• [LIST OF TASKS]
**a.** Translate this sentence from the book review into Spanish: "First, the book examines how the Amazon has been territorially perceived, represented, and mapped by different nations."
**b.** Using the book review, answer these:
(i) In what year was the book published?
(ii) Which two metaphors traditionally linked to the Amazon do the essays set themselves against?
(iii) Which Peruvian writer does Cristobal Cardemil-Krause analyze?
**c.** Carry the book review forward from where it stops.
#### DOCUMENT PASSAGE
Felipe Martínez-Pinzón and Javier Uriarte. Intimate Frontiers: A Literary Geography of the Amazon. Liverpool, England: Liverpool UP, 2019. 275 pp. ISBN 978-1-78694-183-1

The book Intimate Frontiers: A Literary Geography of the Amazon, compiled by Juan Felipe Martínez Pinzón and Javier Uriarte, is a crucial work on Amazonian history and literature. Published in 2019, in the midst of a global environmental crisis, this book emerges at a critical moment in which the Amazonian territory takes on particular relevance both for its biological diversity and for being a space where myriad native and non-native peoples coexist. Intimate Frontiers offers a detailed look at the Amazon archive through a compilation of articles dealing with texts from diverse Amazonian origins and different historical periods. From an oikographic perspective, the essays collected in this book propose an image of the Amazon as an inhabited space in contrast to two metaphors traditionally linked to this territory: uninhabitable Green Hell and utopian El Dorado. Although organized in chronological order, three thematic lines run through the book's structure: territorial disputes over the region, forms of transculturation, and domestic and intimate Amazonian experiences.

First, the book examines how the Amazon has been territorially perceived, represented, and mapped by different nations. These analyses continue Mary Louise Pratt's tradition by looking at how this territory's history emerges from gazes and descriptions from metropolitan or foreign audiences. The first three essays in the book unpack how authors from Colombia, Perú, and Brazil have represented and mapped the Amazonian territory for the sake of national interests and claims. In his essay, Felipe Martínez-Pinzón compares how early twentieth-century Colombian writers Miguel Triana and Rafael Uribe Uribe's texts serve different political projects that seek to integrate the Amazonian territory and its inhabitants within Colombian national borders. Similarly, Cristobal Cardemil-Krause analyzes how Peruvian writer Hildebrando Fuentes omits reports of the violence caused by rubber extraction in his Amazonian writings, seeking the central Peruvian government's support of modernizing projects in Loreto.
########
#### DATASET EXTRACT
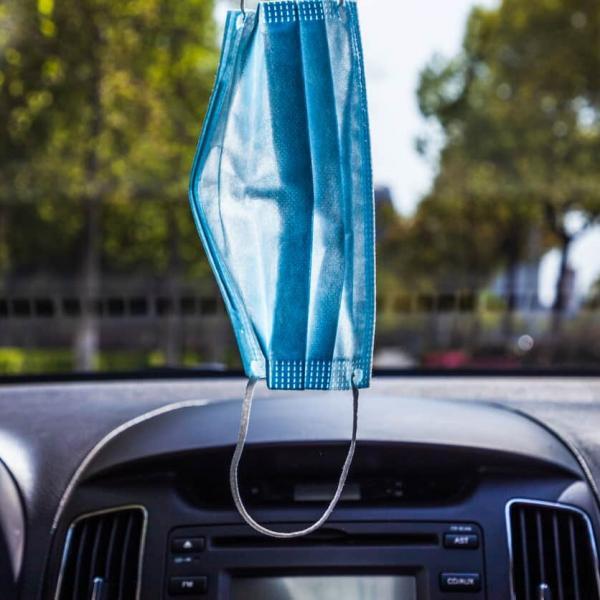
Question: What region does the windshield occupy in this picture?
[0,0,600,375]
########
• [ANSWERS BY ITEM]
**a.** En primer lugar, el libro examina cómo la Amazonía ha sido percibida, representada y cartografiada territorialmente por diferentes naciones.

**b.**
(i) 2019
(ii) Uninhabitable Green Hell and utopian El Dorado
(iii) Hildebrando Fuentes

**c.**
From there, Cynthia Torres uses the emblematic case of Euclides da Cunha to examine the narrative mechanisms through which metropolitan Brazil justified its governance [End Page 186] of Acre. Torres argues that da Cunha, like the Brazilian state, questioned Peruvian government's presence in the Amazon, arguing against its rubber industry, while, due to the historical cessions of territory to Brazil, he mediated in favor of Bolivia's authority over this territory. Finally, through an analysis of Disney's documentary The Amazon Awakens (1944), Barbara Weinstein unveils an interventionist rhetoric that appeals to the figure of the "good neighbor" and presents the Amazonian people's interests as aligned with those of the global North, lacking only foreign intervention to achieve modernization. These studies offer new perspectives on the modalities used by several nations in the Amazon to (re)claim the Amazon as a national space.

By inquiring about the literature stemming from transculturation between European and Native American narratives, some essays in this collection answer to a tradition that includes Ángel Rama and Ana Pizarro. In her article, Charlotte Rogers looks at Órphãos do Eldorado (2008) by Brazilian Manuel Hatoum rewrites mythical Amazonian narratives in conjunction with the European myth of El Dorado. Rogers highlights Hatoum's uses both traditions to question and reimagine the hybrid history of Amazonian modernity. Similarly, Rick Bolte analyzes the translation and reception of Yuruparí, arguing that this indigenous narrative acquires the form of a legend by virtue of translation, first into Italian and then into Spanish. By exploring the intersections between a Native American narrative form and western gender expectations, Bolte questions the character of Yuruparí as a legend and as a foundational literary text in Colombia. Likewise, Lucía Sá departs from the theoretical frame of perspectivism, developed by the anthropologist Eduardo Viveiros de Castro, to revisit the Penón myths compiled by Theodor Koch-Grundberg. S...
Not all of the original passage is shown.